## The problem
Where a line holds the word "wheel", copy it from the records.

## Data shown
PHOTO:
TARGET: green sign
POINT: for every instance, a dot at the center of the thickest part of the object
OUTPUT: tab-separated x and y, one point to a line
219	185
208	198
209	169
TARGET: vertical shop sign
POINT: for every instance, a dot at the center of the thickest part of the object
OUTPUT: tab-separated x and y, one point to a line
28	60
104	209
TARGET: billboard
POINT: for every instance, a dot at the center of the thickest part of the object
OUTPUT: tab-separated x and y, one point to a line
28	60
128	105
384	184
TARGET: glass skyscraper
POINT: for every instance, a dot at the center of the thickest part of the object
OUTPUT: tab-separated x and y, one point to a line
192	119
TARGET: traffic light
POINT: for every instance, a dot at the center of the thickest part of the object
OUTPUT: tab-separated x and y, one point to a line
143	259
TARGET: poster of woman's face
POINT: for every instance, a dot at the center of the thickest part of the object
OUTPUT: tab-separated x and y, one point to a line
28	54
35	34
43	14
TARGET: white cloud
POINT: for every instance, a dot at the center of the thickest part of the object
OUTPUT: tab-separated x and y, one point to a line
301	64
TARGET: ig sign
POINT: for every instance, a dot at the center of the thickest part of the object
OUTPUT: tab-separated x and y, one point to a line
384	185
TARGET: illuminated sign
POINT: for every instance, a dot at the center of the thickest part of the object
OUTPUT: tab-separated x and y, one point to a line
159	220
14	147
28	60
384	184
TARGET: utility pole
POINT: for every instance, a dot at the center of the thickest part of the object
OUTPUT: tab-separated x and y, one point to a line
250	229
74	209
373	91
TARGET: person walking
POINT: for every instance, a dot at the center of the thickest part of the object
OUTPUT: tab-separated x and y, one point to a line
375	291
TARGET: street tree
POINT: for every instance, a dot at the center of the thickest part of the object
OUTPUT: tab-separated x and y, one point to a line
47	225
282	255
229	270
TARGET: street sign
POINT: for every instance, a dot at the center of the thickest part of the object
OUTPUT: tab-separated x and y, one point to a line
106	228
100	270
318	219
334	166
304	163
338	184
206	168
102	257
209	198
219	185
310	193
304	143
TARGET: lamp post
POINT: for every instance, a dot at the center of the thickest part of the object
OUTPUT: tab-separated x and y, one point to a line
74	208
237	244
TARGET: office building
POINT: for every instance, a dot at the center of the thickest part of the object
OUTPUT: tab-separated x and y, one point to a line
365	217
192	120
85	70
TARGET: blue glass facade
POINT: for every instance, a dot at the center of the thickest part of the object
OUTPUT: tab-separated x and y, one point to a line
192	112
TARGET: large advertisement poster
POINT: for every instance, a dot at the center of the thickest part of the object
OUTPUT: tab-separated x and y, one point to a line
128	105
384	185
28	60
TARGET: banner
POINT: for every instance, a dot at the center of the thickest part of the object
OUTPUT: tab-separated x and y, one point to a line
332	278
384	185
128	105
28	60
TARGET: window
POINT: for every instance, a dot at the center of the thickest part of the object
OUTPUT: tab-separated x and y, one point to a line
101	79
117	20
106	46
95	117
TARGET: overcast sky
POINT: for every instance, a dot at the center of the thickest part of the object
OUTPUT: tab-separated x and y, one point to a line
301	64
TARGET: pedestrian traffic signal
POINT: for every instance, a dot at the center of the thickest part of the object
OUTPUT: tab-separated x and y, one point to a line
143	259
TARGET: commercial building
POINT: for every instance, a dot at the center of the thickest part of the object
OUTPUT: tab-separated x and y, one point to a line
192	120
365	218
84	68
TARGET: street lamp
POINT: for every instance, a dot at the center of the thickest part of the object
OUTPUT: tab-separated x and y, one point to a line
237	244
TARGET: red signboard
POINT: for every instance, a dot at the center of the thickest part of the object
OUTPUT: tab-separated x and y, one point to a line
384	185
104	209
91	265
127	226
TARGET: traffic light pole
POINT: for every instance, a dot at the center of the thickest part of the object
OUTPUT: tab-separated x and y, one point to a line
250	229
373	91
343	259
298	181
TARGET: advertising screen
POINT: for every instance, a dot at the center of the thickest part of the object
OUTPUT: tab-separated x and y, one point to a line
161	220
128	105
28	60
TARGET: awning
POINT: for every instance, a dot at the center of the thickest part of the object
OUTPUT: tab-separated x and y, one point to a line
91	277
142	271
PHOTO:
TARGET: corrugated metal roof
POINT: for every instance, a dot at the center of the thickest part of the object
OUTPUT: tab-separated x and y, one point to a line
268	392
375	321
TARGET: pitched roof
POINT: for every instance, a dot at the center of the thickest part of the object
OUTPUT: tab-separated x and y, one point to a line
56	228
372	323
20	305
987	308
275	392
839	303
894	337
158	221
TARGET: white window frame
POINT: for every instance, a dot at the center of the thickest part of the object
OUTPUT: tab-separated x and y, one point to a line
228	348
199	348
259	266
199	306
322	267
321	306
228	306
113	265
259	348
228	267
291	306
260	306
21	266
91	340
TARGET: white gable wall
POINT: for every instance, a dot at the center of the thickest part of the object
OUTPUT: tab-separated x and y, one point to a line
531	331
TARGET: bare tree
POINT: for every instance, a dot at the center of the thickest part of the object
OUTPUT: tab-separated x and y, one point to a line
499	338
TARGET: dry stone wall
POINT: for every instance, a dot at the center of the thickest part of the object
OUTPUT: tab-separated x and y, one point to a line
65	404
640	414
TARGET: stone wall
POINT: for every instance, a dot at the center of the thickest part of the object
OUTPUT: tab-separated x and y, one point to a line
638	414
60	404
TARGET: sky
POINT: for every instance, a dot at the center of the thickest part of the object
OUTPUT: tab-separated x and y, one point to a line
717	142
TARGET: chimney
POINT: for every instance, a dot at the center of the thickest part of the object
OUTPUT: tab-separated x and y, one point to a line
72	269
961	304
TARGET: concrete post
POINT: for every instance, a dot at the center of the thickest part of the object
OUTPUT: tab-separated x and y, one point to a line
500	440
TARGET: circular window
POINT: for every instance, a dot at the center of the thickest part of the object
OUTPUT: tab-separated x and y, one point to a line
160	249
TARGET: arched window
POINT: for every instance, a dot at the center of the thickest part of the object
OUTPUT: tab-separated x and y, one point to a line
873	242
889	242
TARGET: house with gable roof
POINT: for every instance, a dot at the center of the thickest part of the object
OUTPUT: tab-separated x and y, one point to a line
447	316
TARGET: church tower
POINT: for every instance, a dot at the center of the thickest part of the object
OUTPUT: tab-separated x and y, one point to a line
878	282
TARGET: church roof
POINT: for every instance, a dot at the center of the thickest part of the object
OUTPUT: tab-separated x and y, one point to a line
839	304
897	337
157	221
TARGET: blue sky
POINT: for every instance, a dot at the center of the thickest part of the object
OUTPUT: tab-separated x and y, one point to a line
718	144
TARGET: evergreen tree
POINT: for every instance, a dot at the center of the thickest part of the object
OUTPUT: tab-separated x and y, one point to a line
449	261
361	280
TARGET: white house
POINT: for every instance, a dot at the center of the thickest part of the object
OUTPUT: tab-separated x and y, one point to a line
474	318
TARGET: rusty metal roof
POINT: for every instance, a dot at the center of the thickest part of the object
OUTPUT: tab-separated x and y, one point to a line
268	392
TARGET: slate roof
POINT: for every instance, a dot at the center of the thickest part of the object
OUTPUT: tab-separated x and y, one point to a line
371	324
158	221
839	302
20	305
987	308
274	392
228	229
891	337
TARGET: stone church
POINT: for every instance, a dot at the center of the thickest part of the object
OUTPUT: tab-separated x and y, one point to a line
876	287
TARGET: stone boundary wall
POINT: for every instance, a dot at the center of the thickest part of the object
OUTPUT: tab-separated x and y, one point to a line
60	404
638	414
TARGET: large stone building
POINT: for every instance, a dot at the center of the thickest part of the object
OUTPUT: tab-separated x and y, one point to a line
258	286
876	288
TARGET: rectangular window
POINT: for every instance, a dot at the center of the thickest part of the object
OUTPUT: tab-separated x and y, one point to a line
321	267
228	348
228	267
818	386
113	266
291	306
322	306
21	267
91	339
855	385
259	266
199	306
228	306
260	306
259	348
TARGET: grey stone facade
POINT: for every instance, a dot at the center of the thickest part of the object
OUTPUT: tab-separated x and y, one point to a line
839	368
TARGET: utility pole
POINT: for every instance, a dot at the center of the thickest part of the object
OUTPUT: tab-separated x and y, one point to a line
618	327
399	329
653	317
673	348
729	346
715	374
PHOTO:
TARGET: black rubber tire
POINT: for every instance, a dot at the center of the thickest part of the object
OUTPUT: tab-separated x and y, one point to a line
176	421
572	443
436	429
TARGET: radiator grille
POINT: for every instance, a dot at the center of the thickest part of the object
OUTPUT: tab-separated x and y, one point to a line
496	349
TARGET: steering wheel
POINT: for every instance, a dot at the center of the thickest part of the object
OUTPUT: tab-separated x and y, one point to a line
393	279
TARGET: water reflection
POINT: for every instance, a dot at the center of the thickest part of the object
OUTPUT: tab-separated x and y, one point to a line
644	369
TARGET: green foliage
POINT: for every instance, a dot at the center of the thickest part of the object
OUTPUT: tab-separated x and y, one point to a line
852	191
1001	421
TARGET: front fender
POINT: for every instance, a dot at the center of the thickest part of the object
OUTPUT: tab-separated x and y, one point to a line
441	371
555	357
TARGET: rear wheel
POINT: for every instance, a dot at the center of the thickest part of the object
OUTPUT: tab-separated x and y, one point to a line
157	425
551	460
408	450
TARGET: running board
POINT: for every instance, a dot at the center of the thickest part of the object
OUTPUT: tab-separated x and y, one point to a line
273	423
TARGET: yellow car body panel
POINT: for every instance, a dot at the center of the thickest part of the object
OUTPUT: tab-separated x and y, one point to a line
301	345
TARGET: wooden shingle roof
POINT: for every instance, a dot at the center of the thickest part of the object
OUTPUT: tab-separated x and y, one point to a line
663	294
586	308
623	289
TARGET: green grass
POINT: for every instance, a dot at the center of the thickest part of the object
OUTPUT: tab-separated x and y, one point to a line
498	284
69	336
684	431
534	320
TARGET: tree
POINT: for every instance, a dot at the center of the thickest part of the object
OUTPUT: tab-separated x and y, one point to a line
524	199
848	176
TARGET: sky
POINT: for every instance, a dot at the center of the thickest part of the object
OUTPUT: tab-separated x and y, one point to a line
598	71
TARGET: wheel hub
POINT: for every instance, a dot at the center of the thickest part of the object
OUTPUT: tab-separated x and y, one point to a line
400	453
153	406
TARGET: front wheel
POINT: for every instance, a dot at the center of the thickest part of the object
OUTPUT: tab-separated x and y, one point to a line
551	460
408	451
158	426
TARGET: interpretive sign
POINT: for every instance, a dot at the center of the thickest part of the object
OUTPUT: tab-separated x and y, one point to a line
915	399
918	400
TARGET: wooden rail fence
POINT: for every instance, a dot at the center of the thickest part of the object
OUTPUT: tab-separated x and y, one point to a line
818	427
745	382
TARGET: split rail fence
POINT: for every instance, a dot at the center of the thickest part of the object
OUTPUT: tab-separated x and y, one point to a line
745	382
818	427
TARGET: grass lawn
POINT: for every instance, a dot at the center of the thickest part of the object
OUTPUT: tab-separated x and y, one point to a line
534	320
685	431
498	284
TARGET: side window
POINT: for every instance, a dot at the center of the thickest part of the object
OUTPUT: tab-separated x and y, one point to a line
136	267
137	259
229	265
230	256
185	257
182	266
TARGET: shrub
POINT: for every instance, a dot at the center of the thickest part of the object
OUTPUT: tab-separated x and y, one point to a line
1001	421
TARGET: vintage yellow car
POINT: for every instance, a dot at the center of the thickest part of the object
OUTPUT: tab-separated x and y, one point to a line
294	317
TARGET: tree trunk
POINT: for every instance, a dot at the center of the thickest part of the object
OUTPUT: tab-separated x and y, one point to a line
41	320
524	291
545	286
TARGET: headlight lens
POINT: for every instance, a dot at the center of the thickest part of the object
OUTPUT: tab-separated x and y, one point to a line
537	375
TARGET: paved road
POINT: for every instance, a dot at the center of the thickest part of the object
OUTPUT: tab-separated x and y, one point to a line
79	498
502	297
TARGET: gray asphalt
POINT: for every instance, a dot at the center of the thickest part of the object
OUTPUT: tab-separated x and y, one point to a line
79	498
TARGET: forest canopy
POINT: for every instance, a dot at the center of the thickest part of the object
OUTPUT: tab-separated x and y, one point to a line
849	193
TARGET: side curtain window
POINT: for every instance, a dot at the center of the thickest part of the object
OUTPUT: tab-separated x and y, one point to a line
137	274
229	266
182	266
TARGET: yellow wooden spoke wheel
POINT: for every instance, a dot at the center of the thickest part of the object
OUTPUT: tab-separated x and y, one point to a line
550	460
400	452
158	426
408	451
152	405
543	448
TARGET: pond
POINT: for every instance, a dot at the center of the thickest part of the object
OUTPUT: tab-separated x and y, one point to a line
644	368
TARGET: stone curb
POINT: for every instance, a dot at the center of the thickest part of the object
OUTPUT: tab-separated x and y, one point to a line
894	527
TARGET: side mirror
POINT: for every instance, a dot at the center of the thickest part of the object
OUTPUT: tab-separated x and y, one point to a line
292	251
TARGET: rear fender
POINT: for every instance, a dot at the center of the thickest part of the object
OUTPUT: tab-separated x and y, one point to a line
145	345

## Answer below
TARGET: steering wheel
TARGET: rear wheel
TARGET: wheel hub
TARGET: front wheel
TARGET: yellow wooden spoke wheel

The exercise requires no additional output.